◆ REQUIREMENT ◆
Rewrite everything from the line containing "Detect bird's leg." down to the end of the material, keeping the request and its format samples unchanged. In the answers, multiply each box coordinate by 1.85 and round to a whole number, with halves rounded up.

◆ RECORDS SUPPLIED ◆
** Begin **

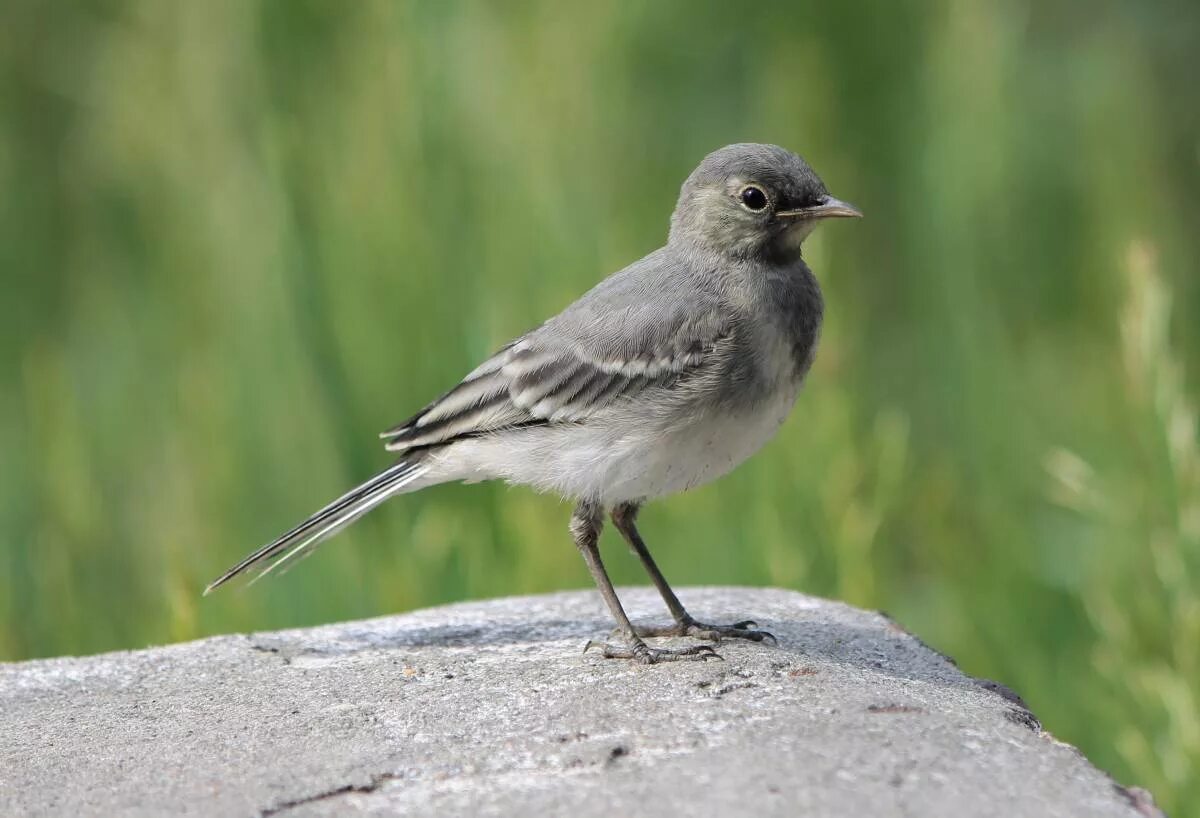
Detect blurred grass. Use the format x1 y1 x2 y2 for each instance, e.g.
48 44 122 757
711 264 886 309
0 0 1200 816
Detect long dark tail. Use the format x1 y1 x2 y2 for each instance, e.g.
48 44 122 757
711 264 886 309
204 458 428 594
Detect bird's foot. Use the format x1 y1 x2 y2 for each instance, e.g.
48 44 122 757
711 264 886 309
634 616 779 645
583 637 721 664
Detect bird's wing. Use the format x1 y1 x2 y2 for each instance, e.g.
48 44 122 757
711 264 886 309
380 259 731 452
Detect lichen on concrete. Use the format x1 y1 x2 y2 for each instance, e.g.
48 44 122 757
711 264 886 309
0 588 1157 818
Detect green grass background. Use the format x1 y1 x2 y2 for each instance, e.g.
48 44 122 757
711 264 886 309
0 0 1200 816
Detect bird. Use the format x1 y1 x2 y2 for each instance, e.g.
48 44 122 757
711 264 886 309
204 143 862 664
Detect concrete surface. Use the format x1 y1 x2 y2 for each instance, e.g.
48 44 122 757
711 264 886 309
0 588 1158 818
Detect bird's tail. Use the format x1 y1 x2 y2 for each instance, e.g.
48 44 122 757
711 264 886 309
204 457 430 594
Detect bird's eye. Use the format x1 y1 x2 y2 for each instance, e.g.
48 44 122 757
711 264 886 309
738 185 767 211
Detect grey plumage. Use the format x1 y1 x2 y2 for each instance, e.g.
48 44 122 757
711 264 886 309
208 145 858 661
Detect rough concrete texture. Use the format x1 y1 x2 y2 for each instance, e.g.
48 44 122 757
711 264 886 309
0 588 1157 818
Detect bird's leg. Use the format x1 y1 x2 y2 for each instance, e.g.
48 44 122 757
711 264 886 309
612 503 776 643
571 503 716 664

** End **

◆ ANSWER BELOW ◆
Detect bird's leg. Use the format x1 y1 x2 y2 for each instance, e.g.
48 44 122 757
711 264 886 309
1132 931 1436 1190
1056 931 1325 1228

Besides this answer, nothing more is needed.